--- The records Enclosed Below ---
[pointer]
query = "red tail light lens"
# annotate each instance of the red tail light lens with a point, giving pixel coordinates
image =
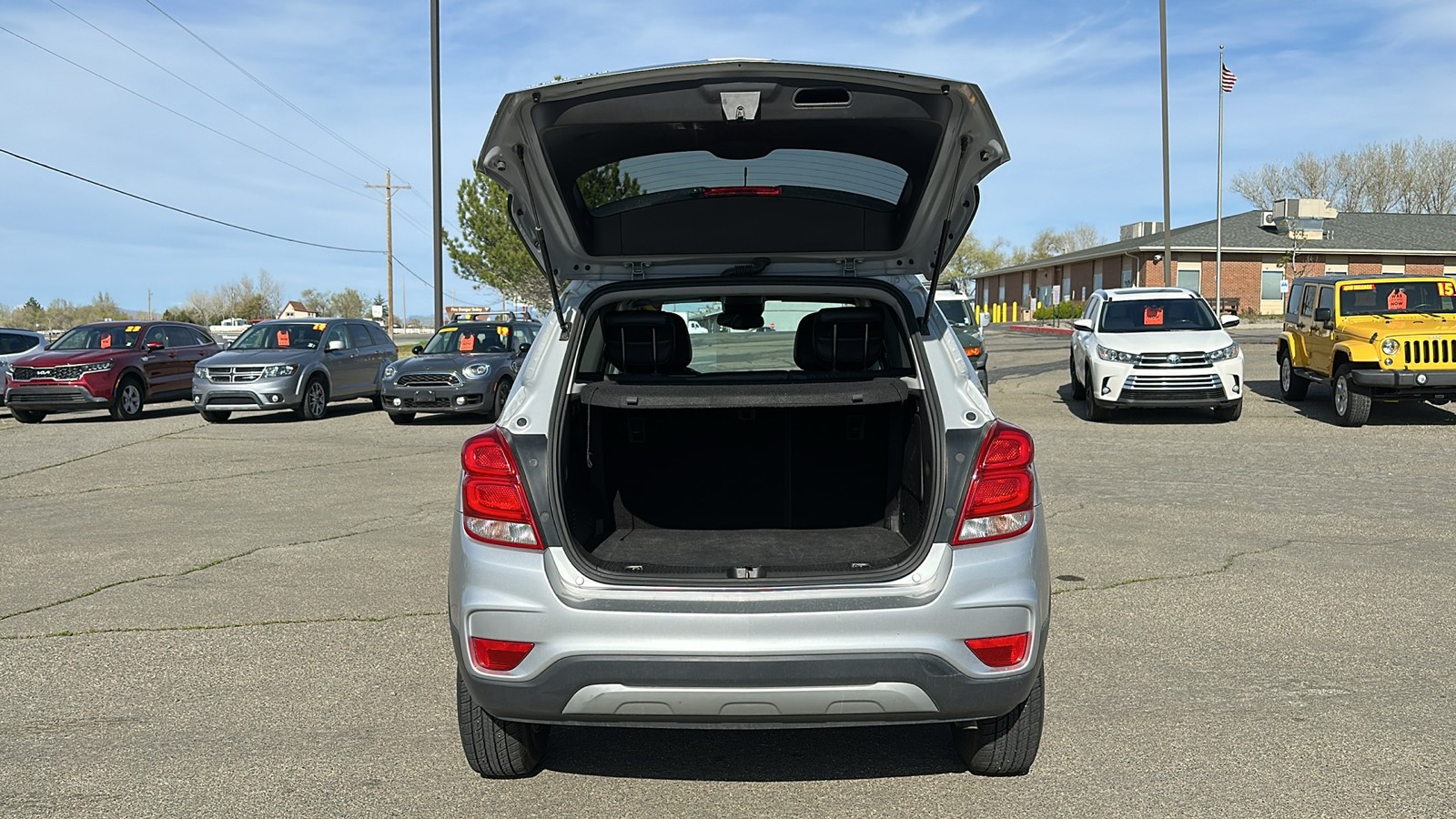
(1001, 652)
(492, 496)
(499, 654)
(1004, 489)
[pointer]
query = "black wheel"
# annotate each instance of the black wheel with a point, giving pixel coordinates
(315, 401)
(1004, 746)
(26, 416)
(497, 748)
(128, 399)
(502, 389)
(1096, 410)
(1290, 385)
(1229, 411)
(1351, 401)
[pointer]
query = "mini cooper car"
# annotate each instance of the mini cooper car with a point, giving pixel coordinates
(1370, 339)
(298, 365)
(1155, 347)
(468, 366)
(116, 366)
(824, 525)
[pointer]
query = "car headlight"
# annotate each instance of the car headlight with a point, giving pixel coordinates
(278, 370)
(1108, 354)
(1230, 351)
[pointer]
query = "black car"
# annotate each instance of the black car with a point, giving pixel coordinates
(466, 368)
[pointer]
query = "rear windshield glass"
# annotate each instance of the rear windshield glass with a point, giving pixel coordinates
(295, 336)
(779, 172)
(1387, 298)
(1155, 315)
(114, 337)
(472, 339)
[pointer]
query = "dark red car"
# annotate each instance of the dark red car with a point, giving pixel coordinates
(116, 366)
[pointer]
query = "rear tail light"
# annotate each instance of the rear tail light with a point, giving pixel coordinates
(492, 496)
(499, 654)
(1002, 491)
(1001, 652)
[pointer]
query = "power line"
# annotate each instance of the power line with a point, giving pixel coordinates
(204, 94)
(262, 85)
(186, 212)
(188, 118)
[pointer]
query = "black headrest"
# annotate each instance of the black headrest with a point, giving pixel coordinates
(841, 339)
(647, 341)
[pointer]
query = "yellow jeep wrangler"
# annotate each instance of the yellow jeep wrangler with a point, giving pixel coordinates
(1370, 339)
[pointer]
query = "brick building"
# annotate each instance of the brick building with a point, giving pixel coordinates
(1261, 249)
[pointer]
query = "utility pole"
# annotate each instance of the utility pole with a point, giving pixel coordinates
(389, 244)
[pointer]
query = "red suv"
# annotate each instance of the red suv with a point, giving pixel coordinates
(116, 366)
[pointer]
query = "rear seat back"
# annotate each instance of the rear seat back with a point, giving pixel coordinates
(647, 341)
(841, 339)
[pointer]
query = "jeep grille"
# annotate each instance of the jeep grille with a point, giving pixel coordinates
(1431, 351)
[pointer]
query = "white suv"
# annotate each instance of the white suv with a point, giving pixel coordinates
(824, 525)
(1155, 347)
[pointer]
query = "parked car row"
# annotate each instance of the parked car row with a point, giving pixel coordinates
(283, 365)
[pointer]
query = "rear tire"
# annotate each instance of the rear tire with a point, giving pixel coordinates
(1350, 399)
(497, 749)
(1079, 389)
(1229, 411)
(1290, 385)
(1005, 746)
(26, 416)
(315, 401)
(128, 399)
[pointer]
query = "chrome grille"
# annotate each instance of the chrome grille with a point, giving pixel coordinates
(233, 375)
(1431, 351)
(1174, 360)
(67, 372)
(429, 379)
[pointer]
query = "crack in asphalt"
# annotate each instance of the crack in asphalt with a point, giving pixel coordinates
(95, 453)
(1228, 564)
(220, 625)
(226, 477)
(353, 532)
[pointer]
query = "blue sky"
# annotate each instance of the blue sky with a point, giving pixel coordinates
(1074, 85)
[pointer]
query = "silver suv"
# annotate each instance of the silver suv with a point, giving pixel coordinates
(819, 526)
(298, 365)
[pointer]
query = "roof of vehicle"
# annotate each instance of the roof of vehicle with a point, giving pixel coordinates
(1147, 293)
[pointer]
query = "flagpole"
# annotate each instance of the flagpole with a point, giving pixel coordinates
(1218, 247)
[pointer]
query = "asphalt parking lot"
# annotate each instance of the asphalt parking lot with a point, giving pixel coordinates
(247, 620)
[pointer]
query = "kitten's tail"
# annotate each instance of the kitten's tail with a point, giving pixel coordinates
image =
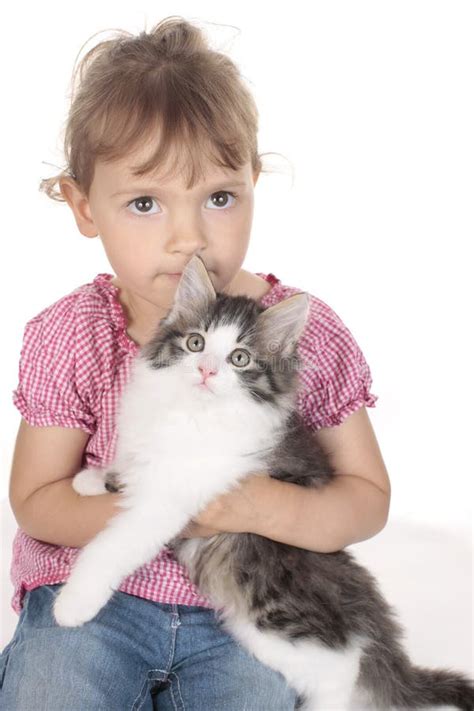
(393, 680)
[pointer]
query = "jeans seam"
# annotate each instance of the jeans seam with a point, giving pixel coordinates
(183, 707)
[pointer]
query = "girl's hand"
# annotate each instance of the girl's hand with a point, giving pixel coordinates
(234, 512)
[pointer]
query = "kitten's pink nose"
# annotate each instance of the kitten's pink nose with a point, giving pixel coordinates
(206, 372)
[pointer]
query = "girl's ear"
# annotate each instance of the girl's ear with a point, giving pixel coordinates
(79, 204)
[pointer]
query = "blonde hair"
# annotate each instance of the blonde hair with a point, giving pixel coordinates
(168, 83)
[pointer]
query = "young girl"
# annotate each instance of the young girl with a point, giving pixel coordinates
(161, 148)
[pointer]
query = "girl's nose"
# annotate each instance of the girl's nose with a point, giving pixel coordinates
(187, 239)
(206, 371)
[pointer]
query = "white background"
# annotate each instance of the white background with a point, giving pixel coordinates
(370, 104)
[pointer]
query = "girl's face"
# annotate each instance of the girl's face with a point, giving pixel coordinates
(150, 228)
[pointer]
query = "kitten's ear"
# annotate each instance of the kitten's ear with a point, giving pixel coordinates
(282, 325)
(195, 291)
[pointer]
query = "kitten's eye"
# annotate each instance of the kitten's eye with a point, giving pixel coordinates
(240, 358)
(195, 342)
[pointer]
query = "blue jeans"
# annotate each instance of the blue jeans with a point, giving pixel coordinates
(135, 654)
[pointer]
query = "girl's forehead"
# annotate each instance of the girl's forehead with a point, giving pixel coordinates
(120, 174)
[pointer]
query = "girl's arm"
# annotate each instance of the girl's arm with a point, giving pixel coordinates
(43, 501)
(352, 508)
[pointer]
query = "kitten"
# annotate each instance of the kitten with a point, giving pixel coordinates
(318, 618)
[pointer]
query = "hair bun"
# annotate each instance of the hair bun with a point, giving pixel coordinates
(177, 36)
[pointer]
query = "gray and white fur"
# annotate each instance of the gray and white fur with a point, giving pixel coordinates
(318, 618)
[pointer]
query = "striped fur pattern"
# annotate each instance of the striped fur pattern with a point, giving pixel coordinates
--- End of Enclosed The records ---
* What the exercise asks
From the first line to the last, repeat the material exactly, but drop the pictures.

* Task output
[pointer]
query = "red tail light lens"
# annotate each instance of the red tail light lens with a point, giving pixel coordinates
image =
(1001, 652)
(492, 496)
(499, 654)
(1004, 489)
[pointer]
query = "black wheel"
# annotate each instance of the black wheel with a point, giving pixel coordinates
(315, 401)
(1004, 746)
(26, 416)
(497, 748)
(128, 399)
(502, 389)
(1096, 410)
(1290, 385)
(1229, 411)
(1351, 401)
[pointer]
query = "mini cooper car"
# annotate each instance of the mini cooper car with a point, giving pixel coordinates
(1370, 339)
(298, 365)
(1155, 347)
(468, 366)
(116, 366)
(824, 525)
[pointer]
query = "car headlight"
# annotate each instance of the car headlight with a point, giving pixel coordinates
(278, 370)
(1108, 354)
(1230, 351)
[pointer]
query = "black car"
# annotate each instance of the black car with a point, giving pixel coordinates
(466, 368)
[pointer]
query = "rear windshield glass"
# annotate each instance of the rear windshield glass with a point, giving pixel coordinates
(295, 336)
(779, 172)
(1387, 298)
(1155, 315)
(114, 337)
(472, 339)
[pointer]
query = "dark red car"
# annotate each instance of the dark red car with a point, giving pixel coordinates
(116, 366)
[pointer]
query = "rear tail light"
# annotate each instance of the rear tail light with a point, giving pixel coordinates
(492, 496)
(499, 654)
(1002, 491)
(1001, 652)
[pointer]
query = "power line"
# annotate each instance of the power line with a point, giving pixel coordinates
(204, 94)
(262, 85)
(186, 212)
(188, 118)
[pointer]
query = "black headrest"
# annotate each instance of the black headrest with a point, giving pixel coordinates
(841, 339)
(647, 341)
[pointer]
query = "yellow jeep wrangler"
# annotate each instance of the yellow jeep wrangler with a point, giving pixel coordinates
(1370, 339)
[pointer]
query = "brick building"
# annotate each instance of the brick building with a point, giving pixel coordinates
(1261, 249)
[pointer]
query = "utility pole"
# annotate each instance of the utility pole with a point, giving pixel coordinates
(389, 244)
[pointer]
query = "red suv"
# annotate each instance of the red suv with a point, giving pixel coordinates
(116, 366)
[pointer]
query = "rear seat back"
# annotate each instance of the rear seat back with a point, giving pixel coordinates
(647, 341)
(841, 339)
[pointer]
query = "jeep grille"
# annotate each instance of the jeep grille with a point, giving pixel coordinates
(1431, 351)
[pointer]
query = "white suv"
# annotate each instance of the white suv with a point, giving pixel coordinates
(824, 525)
(1155, 347)
[pointer]
query = "parked car row"
# annotate each instance of the parked car row with a point, giving pixel coordinates
(283, 365)
[pointer]
query = "rear tire"
# annotate each instance of the rear tire with a point, giving pixel coordinates
(1350, 399)
(497, 749)
(1079, 389)
(1229, 411)
(1290, 385)
(1005, 746)
(26, 416)
(315, 401)
(128, 399)
[pointer]
query = "chrome grille"
# annotate each instance of the chrome grille with a point, giving pixel coordinates
(233, 375)
(1431, 351)
(1174, 360)
(67, 372)
(429, 379)
[pointer]
query = "crack in asphalt"
# annotate each instance of the crack in asphalt with a point, giving pixel coordinates
(95, 453)
(1228, 564)
(220, 625)
(226, 477)
(353, 532)
[pointer]
query = "blue sky"
# annotate each instance of the blue sky with a point, giving pixel coordinates
(1074, 85)
[pointer]
query = "silver suv"
# annotate each instance of the silver suv with a point, giving pixel coordinates
(819, 526)
(298, 365)
[pointer]
query = "roof of vehicle"
# annotate each instance of the roof of vehicle with a point, giving pixel coordinates
(1147, 293)
[pointer]
query = "flagpole"
# annotate each instance of the flagpole with a point, giving pixel coordinates
(1218, 247)
[pointer]
query = "asphalt parking lot"
# annotate each instance of the asphalt parking lot with a point, giving pixel coordinates
(247, 620)
[pointer]
query = "kitten's tail"
# annotate each instance of the kitten's tail with a point, giving pixel coordinates
image =
(393, 680)
[pointer]
query = "jeans seam"
# annotate each instance of the jeans seam with a point, giving pixel coordinates
(183, 707)
[pointer]
query = "girl's hand"
# annotate each instance of the girl's hand with a point, giving pixel coordinates
(234, 512)
[pointer]
query = "kitten's pink nose"
# annotate each instance of the kitten's pink nose with a point, giving pixel coordinates
(206, 372)
[pointer]
query = "girl's ear"
# annotate each instance of the girl's ear with a point, giving pixel coordinates
(79, 204)
[pointer]
query = "blonde hair"
# annotate each instance of the blonde hair with a point, giving pixel coordinates
(168, 83)
[pointer]
query = "young girl"
# annotate each instance of the young girl with a point, giving pixel coordinates
(161, 148)
[pointer]
query = "girl's nose"
# annotate each instance of the girl's nose with a point, giving pixel coordinates
(187, 239)
(206, 371)
[pointer]
query = "white background"
# annotate each instance of the white background with a point, giving pixel coordinates
(370, 104)
[pointer]
query = "girl's face"
# annotate each instance of the girl's face with a point, giving pixel coordinates
(150, 228)
[pointer]
query = "kitten's ear"
# annotate each instance of the kitten's ear with a point, giving pixel coordinates
(282, 325)
(195, 291)
[pointer]
query = "kitten's eye"
# annotate each instance of the kitten's eye with a point, giving pixel coordinates
(240, 358)
(195, 342)
[pointer]
query = "blue jeans"
# annotate each instance of the blue jeans with a point, giving pixel coordinates
(135, 654)
[pointer]
query = "girl's forehead"
# annotate each instance of the girl's forehead with a point, giving pixel coordinates
(120, 174)
[pointer]
query = "girl's arm"
# annotate each instance of the girl's arm with a point, giving pixel coordinates
(43, 501)
(352, 508)
[pointer]
query = "kitten"
# annotate each instance of the kitten with a point, giving pixel coordinates
(318, 618)
[pointer]
query = "hair bun"
# annotate each instance of the hair bun with a point, giving pixel coordinates
(177, 36)
[pointer]
query = "gray and white fur"
# annotate each instance of the gray and white fur with a point, giving pixel coordinates
(318, 618)
[pointer]
query = "striped fur pattern"
# annotate each instance of the striped fur pattern with a point, giving pixel coordinates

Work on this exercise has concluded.